# About this exercise:
From the line that contains "Locate the stone pilaster" down to the last line of the data below, transcribe every line exactly.

# Data extract:
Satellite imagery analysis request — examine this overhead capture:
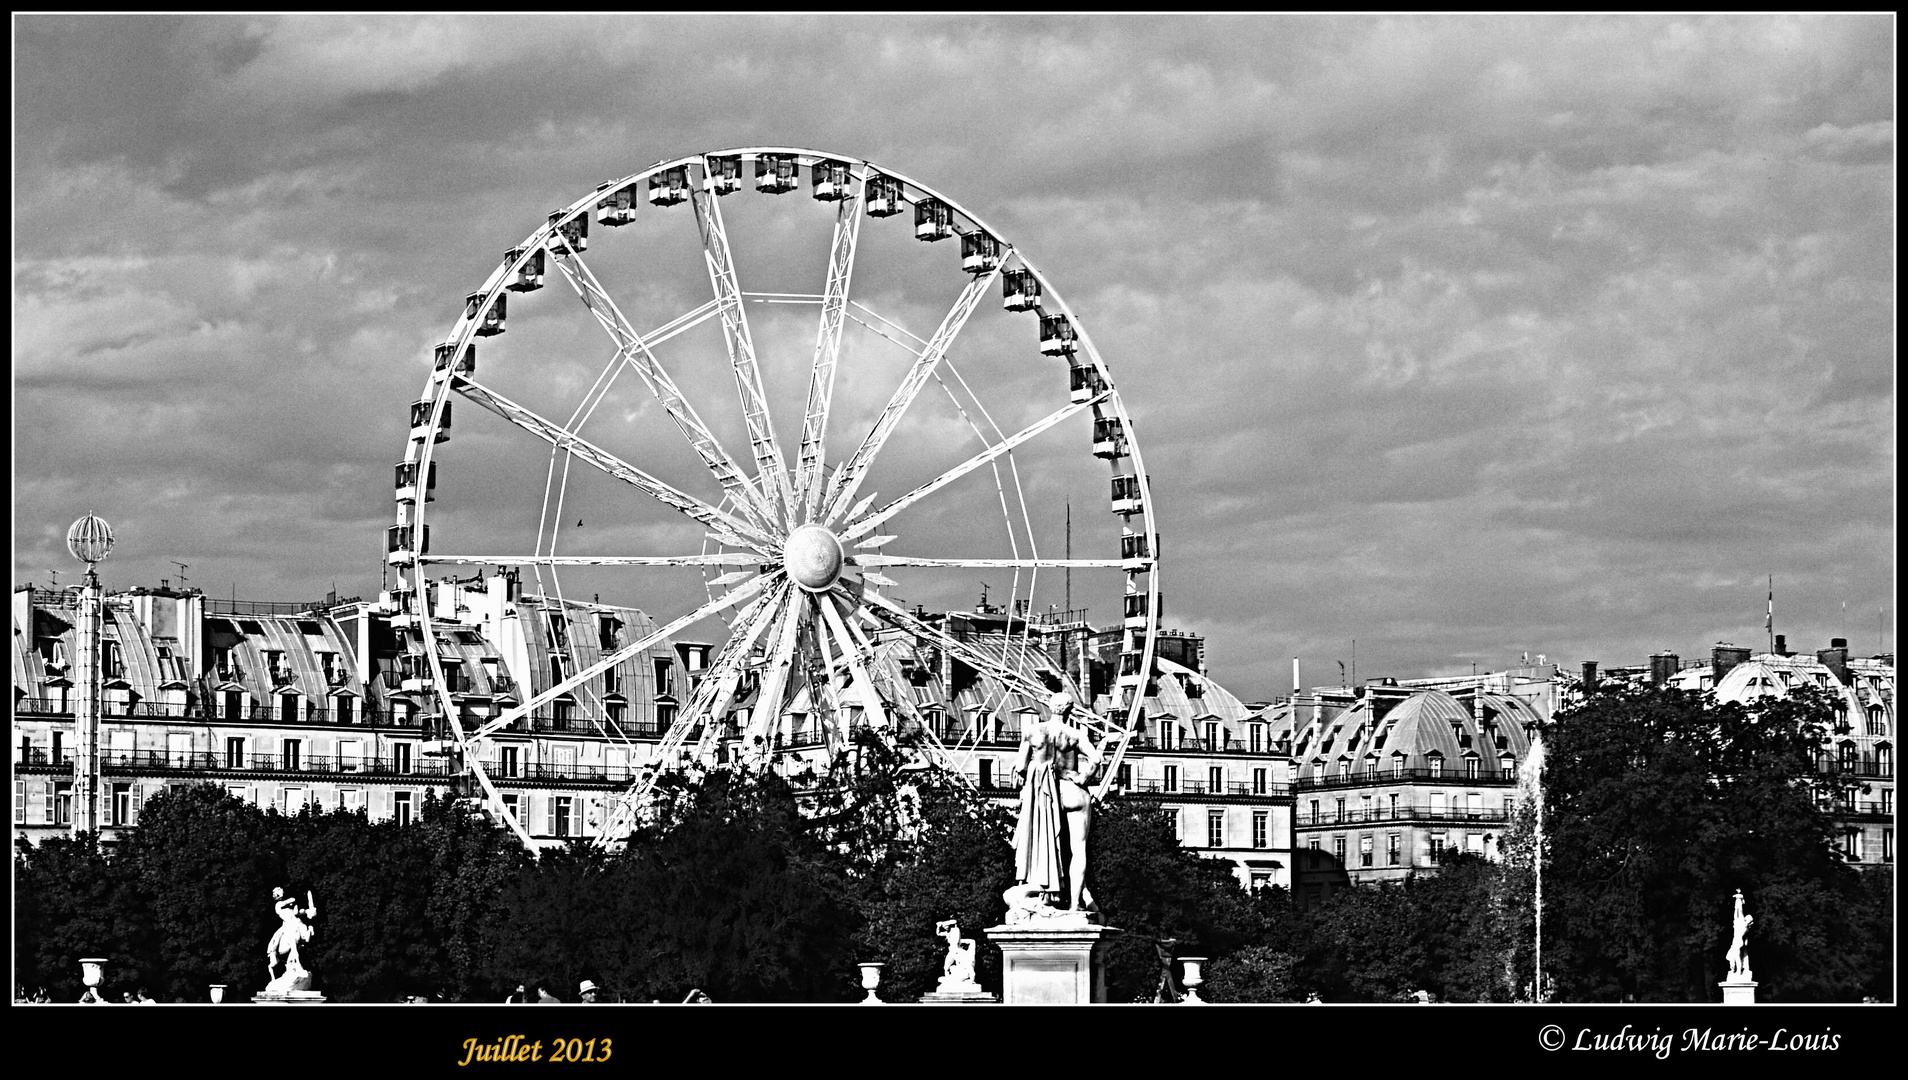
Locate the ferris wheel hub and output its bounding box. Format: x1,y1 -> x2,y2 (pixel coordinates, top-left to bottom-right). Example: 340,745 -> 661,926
783,523 -> 845,592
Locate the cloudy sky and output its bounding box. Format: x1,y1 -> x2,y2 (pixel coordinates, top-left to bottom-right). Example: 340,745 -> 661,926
14,14 -> 1895,700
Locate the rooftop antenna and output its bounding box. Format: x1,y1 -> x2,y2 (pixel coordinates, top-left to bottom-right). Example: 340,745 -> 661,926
47,569 -> 60,590
172,562 -> 189,589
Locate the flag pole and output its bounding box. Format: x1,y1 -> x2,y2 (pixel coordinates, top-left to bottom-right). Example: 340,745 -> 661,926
1766,576 -> 1774,654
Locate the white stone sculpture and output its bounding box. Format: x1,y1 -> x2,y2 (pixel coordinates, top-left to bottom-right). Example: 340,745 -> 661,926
265,887 -> 318,994
1726,889 -> 1753,981
1009,692 -> 1101,918
935,919 -> 982,994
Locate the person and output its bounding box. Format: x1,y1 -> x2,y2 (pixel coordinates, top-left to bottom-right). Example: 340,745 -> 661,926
265,886 -> 318,992
1011,691 -> 1101,913
536,984 -> 560,1003
504,983 -> 528,1003
578,979 -> 600,1003
136,987 -> 156,1004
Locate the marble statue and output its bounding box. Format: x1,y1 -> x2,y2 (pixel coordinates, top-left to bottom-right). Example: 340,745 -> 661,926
1726,889 -> 1753,981
265,887 -> 318,994
1008,691 -> 1101,919
935,919 -> 982,993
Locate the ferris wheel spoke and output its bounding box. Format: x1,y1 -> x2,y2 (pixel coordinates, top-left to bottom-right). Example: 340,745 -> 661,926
840,390 -> 1108,543
470,573 -> 775,741
794,184 -> 866,523
846,586 -> 1125,745
547,251 -> 780,533
691,188 -> 797,526
822,268 -> 1000,528
420,553 -> 764,568
818,591 -> 891,726
853,555 -> 1132,570
452,375 -> 776,552
745,591 -> 809,746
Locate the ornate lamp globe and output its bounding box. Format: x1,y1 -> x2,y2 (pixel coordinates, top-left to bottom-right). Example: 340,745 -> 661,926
66,514 -> 115,566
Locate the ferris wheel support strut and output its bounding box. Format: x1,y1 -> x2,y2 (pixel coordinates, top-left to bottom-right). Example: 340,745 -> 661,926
795,180 -> 865,523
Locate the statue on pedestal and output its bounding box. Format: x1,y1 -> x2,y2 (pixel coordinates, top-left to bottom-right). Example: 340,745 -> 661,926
1725,889 -> 1753,981
1006,692 -> 1101,921
265,887 -> 318,994
934,919 -> 981,994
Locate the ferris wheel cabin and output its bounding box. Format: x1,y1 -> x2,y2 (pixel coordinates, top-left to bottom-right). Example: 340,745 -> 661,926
865,173 -> 904,217
503,248 -> 545,293
465,292 -> 506,337
432,342 -> 474,377
811,160 -> 853,201
1110,473 -> 1144,516
961,232 -> 1003,274
409,399 -> 452,445
1038,313 -> 1077,356
1002,268 -> 1040,311
756,154 -> 800,194
1069,358 -> 1108,403
595,183 -> 638,227
545,211 -> 588,254
393,460 -> 437,505
915,197 -> 955,241
649,165 -> 692,206
1091,416 -> 1127,459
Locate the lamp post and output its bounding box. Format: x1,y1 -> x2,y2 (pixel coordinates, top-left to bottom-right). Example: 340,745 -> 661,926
67,515 -> 115,836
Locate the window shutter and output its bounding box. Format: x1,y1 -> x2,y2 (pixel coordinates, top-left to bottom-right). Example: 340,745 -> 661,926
43,780 -> 54,824
130,784 -> 144,824
543,795 -> 555,837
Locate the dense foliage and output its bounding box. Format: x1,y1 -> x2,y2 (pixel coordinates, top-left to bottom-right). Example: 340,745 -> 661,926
13,687 -> 1891,1003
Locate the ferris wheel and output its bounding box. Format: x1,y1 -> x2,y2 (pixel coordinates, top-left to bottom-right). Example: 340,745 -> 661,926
388,148 -> 1162,848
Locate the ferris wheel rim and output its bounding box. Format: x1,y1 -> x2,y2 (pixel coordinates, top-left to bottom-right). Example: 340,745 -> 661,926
396,147 -> 1162,849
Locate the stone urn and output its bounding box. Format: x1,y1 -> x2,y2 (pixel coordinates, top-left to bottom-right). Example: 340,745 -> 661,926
1179,957 -> 1207,1004
858,962 -> 885,1004
210,984 -> 227,1004
78,958 -> 110,1004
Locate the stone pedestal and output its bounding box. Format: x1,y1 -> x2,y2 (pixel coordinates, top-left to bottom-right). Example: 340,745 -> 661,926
253,990 -> 327,1004
920,986 -> 999,1004
987,921 -> 1119,1004
1719,979 -> 1757,1004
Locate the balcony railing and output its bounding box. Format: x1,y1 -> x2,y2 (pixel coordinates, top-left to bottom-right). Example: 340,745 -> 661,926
1126,778 -> 1293,799
1294,766 -> 1517,791
1295,806 -> 1510,827
95,750 -> 453,778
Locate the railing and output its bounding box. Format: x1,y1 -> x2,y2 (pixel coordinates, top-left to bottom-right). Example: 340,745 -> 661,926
1821,761 -> 1894,779
97,750 -> 453,778
1294,766 -> 1517,791
1295,806 -> 1510,827
17,749 -> 74,767
1126,778 -> 1293,799
205,598 -> 342,616
483,759 -> 638,784
1127,735 -> 1273,756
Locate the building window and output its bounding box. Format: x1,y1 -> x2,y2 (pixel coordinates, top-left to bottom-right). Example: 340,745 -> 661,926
1335,797 -> 1345,823
1388,792 -> 1399,819
1365,758 -> 1377,780
281,739 -> 301,771
111,784 -> 132,826
1252,812 -> 1268,849
394,791 -> 413,827
502,792 -> 520,820
14,781 -> 24,824
1842,828 -> 1862,860
1879,745 -> 1893,776
1204,721 -> 1220,750
1158,720 -> 1174,750
339,739 -> 363,773
280,694 -> 298,724
1337,758 -> 1350,779
1207,810 -> 1225,848
1466,832 -> 1485,854
1387,833 -> 1401,866
1360,794 -> 1373,821
1466,757 -> 1480,779
341,788 -> 363,814
167,732 -> 192,768
335,696 -> 354,725
500,746 -> 520,779
556,796 -> 574,838
1208,766 -> 1223,794
1249,724 -> 1263,753
1359,835 -> 1373,867
1883,789 -> 1894,815
1332,836 -> 1346,864
394,742 -> 412,775
1308,837 -> 1320,850
978,759 -> 993,788
1252,767 -> 1267,795
653,658 -> 673,695
1117,763 -> 1132,789
284,787 -> 307,814
1430,791 -> 1446,816
1884,829 -> 1894,864
1165,807 -> 1181,840
55,782 -> 73,826
1428,754 -> 1443,779
1163,765 -> 1178,792
1429,833 -> 1446,860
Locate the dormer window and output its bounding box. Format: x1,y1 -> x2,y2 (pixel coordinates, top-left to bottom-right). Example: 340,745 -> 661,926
1426,752 -> 1444,779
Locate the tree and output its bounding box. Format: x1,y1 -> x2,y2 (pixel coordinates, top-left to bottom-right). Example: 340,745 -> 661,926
1543,684 -> 1879,1001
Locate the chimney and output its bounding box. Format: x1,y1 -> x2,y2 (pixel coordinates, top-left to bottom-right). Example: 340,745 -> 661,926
1816,640 -> 1850,685
1713,644 -> 1751,682
1649,652 -> 1680,686
1581,660 -> 1599,696
1775,633 -> 1789,656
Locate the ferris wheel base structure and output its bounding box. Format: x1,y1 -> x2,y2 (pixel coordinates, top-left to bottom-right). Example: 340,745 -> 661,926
386,148 -> 1165,850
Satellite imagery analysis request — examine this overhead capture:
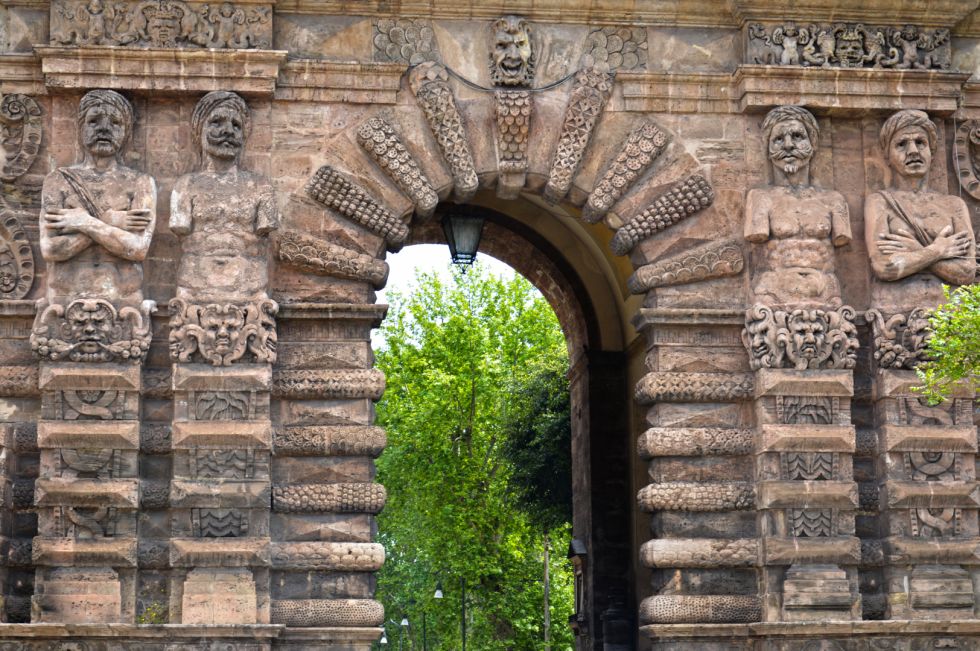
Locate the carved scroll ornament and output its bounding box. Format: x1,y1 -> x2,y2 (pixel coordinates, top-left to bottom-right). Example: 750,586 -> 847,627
954,120 -> 980,202
168,298 -> 278,366
742,304 -> 858,371
0,94 -> 42,183
31,298 -> 154,363
866,308 -> 931,370
50,0 -> 272,48
0,213 -> 34,299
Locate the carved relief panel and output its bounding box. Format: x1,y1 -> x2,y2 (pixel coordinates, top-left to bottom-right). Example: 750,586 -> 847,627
50,0 -> 272,48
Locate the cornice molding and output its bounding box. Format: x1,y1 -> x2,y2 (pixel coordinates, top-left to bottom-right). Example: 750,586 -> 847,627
276,60 -> 403,103
729,0 -> 979,29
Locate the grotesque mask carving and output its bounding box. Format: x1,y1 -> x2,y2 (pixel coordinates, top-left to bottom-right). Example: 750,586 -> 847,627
834,26 -> 865,67
489,15 -> 534,86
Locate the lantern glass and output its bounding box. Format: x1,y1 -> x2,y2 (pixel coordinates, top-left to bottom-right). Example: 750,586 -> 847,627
442,212 -> 485,266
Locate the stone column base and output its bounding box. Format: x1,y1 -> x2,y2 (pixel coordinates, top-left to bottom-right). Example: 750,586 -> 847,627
642,620 -> 980,650
0,624 -> 382,649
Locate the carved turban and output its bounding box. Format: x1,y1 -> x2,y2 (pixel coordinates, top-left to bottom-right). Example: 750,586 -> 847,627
879,109 -> 937,153
762,105 -> 819,147
77,89 -> 134,142
190,91 -> 251,153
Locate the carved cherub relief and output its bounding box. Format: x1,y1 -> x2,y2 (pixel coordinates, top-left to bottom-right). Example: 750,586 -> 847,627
866,110 -> 974,288
31,90 -> 156,362
489,15 -> 535,87
745,105 -> 850,309
169,91 -> 278,366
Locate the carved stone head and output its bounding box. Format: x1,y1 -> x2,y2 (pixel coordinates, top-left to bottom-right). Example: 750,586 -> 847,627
77,89 -> 133,162
191,91 -> 250,164
489,15 -> 534,86
200,304 -> 246,357
880,109 -> 937,181
141,0 -> 186,47
64,299 -> 115,355
834,25 -> 865,67
762,105 -> 818,182
787,310 -> 827,365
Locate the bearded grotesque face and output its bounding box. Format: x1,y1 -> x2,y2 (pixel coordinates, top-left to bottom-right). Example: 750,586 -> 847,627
887,125 -> 932,180
789,313 -> 826,362
835,34 -> 864,67
768,118 -> 814,177
489,16 -> 534,87
81,102 -> 126,159
201,305 -> 246,357
66,300 -> 115,354
203,105 -> 245,162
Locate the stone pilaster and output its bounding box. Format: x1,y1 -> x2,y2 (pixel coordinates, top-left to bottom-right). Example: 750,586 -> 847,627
32,362 -> 142,623
268,303 -> 386,649
753,369 -> 861,622
169,363 -> 272,624
872,369 -> 980,619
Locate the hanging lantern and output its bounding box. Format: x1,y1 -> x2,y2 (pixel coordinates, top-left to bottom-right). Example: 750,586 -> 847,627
441,208 -> 485,266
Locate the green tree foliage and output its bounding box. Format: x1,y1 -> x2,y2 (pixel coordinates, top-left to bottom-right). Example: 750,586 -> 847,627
917,283 -> 980,402
374,262 -> 574,650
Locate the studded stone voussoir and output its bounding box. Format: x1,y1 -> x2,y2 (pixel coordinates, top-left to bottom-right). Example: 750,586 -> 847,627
583,120 -> 668,223
610,174 -> 715,256
409,62 -> 479,203
276,229 -> 389,288
628,239 -> 743,293
640,595 -> 762,624
306,165 -> 409,246
544,66 -> 614,204
356,115 -> 438,219
494,89 -> 532,199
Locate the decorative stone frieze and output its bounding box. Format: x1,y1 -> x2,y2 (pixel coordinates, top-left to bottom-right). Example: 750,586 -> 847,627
409,62 -> 478,203
356,115 -> 438,220
373,17 -> 435,64
637,427 -> 754,458
582,120 -> 668,224
747,22 -> 951,70
628,239 -> 743,293
271,369 -> 386,401
610,174 -> 714,256
543,67 -> 614,204
582,26 -> 647,72
50,0 -> 272,48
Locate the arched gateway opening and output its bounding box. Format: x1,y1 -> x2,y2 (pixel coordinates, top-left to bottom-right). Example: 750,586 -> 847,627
392,195 -> 637,649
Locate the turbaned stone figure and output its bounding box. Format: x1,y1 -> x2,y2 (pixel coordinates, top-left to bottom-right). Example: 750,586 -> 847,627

# Reply to the task:
Locate the stone pilaster and output its bounding box. Format: x1,y1 -> x2,y2 (pixel coordinates, top-left to bottom-right). Example: 750,586 -> 847,627
32,362 -> 142,623
268,303 -> 386,649
753,369 -> 861,622
169,363 -> 272,624
872,369 -> 980,619
Locate the hanging lantern and output its bounding box. Format: x1,y1 -> x2,y2 (pixel coordinates, top-left to bottom-right). Example: 750,586 -> 847,627
441,208 -> 485,266
Locate the green tree foliage and output its bounding box. Format: x1,y1 -> x2,y2 (pixel coordinates, top-left to bottom-right). Example: 750,586 -> 847,627
917,283 -> 980,402
374,262 -> 574,650
Locate the studded stone voussoir and output its bounding box. Format: x1,y1 -> x2,y2 (pixel coordinates, top-left to bottom-right). Example: 750,586 -> 847,627
583,120 -> 668,223
610,174 -> 715,256
409,62 -> 479,203
276,229 -> 389,288
628,239 -> 743,293
640,595 -> 762,624
306,165 -> 409,246
544,66 -> 614,204
356,115 -> 438,219
494,89 -> 532,199
Locate the decorative stone frieze and output its bounding box. Format: x1,y1 -> x2,y2 (pixel coordinates, top-left to bottom-right). Example: 750,586 -> 847,627
409,62 -> 478,203
356,115 -> 438,220
373,17 -> 435,64
637,427 -> 754,458
582,120 -> 668,224
747,22 -> 951,70
628,239 -> 743,293
271,369 -> 386,401
610,174 -> 714,256
543,67 -> 614,204
582,26 -> 647,72
50,0 -> 272,48
Locate the arched gateway opening and output its bounding box. Format: x1,y1 -> x2,y2 (pixel coordinates, top-left to bottom-right). Example: 750,586 -> 847,627
392,195 -> 637,649
Locate the turbaned stone figure and output its bounding box. Format: x1,y1 -> x2,y2 (pixel coordinates, top-left to bottom-right). Example: 750,586 -> 847,627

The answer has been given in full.